Referring expression pointing data
Content starts

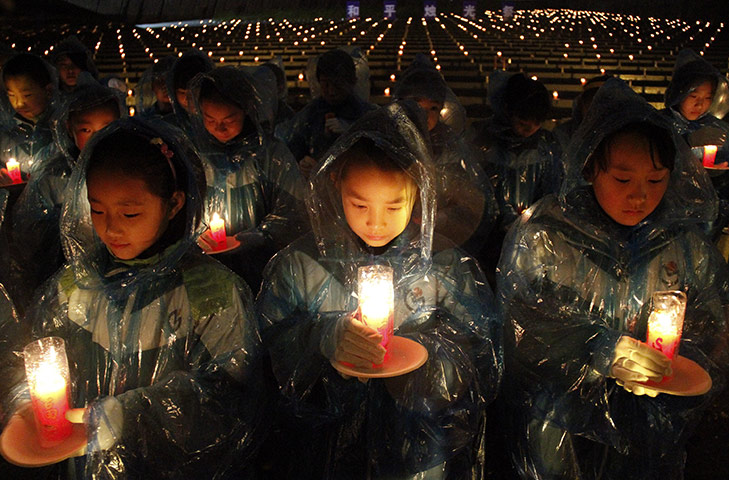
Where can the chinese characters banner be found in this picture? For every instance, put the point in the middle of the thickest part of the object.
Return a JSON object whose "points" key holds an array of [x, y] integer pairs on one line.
{"points": [[390, 6], [352, 10], [469, 9], [429, 10]]}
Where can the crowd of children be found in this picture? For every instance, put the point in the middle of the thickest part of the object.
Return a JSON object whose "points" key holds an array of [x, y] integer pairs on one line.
{"points": [[524, 262]]}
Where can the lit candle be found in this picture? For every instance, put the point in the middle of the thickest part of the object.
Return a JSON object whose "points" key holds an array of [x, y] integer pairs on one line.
{"points": [[217, 230], [46, 368], [709, 155], [377, 299], [665, 322], [14, 170]]}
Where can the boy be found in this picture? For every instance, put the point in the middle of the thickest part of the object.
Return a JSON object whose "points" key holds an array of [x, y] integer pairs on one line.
{"points": [[253, 181], [467, 208], [30, 89], [426, 424], [575, 282], [36, 214], [312, 130]]}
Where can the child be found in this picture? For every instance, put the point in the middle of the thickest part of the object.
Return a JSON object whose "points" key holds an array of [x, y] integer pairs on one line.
{"points": [[253, 181], [522, 159], [36, 235], [575, 283], [71, 57], [183, 70], [466, 205], [564, 131], [430, 421], [153, 100], [160, 339], [30, 90], [315, 128], [690, 98]]}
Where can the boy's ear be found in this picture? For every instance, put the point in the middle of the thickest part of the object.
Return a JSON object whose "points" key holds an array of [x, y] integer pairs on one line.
{"points": [[177, 201]]}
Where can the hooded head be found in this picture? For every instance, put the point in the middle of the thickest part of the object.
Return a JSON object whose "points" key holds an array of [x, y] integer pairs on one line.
{"points": [[227, 104], [137, 190], [696, 88], [182, 72], [424, 84], [71, 57], [375, 183], [153, 85], [626, 141], [83, 113]]}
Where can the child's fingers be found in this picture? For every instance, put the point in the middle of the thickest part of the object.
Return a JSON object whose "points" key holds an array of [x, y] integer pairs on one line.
{"points": [[76, 415]]}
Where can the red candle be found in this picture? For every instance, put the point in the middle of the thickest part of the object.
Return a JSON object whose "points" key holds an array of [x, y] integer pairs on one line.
{"points": [[48, 379], [217, 230], [377, 299], [665, 323], [709, 155], [14, 170]]}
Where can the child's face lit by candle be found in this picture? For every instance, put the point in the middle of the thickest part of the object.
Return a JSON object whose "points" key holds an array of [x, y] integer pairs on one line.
{"points": [[697, 102], [127, 217], [377, 203], [633, 186], [223, 121], [27, 97], [85, 124]]}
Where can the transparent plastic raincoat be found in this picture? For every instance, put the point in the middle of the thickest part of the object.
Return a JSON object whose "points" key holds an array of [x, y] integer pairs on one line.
{"points": [[253, 181], [146, 99], [305, 133], [467, 208], [429, 420], [691, 70], [179, 116], [162, 350], [522, 170], [27, 142], [36, 214], [572, 282]]}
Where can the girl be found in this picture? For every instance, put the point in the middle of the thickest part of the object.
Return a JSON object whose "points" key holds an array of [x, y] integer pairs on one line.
{"points": [[576, 279], [253, 181], [427, 424], [159, 337]]}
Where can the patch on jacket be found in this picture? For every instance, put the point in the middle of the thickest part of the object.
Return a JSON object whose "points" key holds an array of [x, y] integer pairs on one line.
{"points": [[669, 274]]}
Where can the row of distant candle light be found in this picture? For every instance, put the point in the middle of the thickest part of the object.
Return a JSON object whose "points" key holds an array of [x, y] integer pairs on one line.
{"points": [[531, 18]]}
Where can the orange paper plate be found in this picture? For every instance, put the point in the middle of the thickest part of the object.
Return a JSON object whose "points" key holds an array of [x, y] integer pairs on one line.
{"points": [[403, 356], [20, 444], [231, 243], [689, 379]]}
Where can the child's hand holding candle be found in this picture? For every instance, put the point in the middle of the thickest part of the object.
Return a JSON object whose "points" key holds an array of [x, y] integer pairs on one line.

Content ends

Your instructions: From the data above, copy each line that has the string "candle".

Exercise response:
Where can the lit candle be found in this picture? For every instance, put the point in the middle of the thickest part of the object.
Where can the red candle be found in this picture? For every instance, put the point in the middle of the thickest part of the object.
Where can the child's face lit by candle be found in this picture? For every instance, put the point in the middle of the thickest part of the object.
Where can the row of distant candle light be found in this picture? For every instance, put the point in the middle of the thickest part of the object.
Where can the child's hand holding candle be found in this picture? For every instance, put the point in the middle of the thickest part of the object.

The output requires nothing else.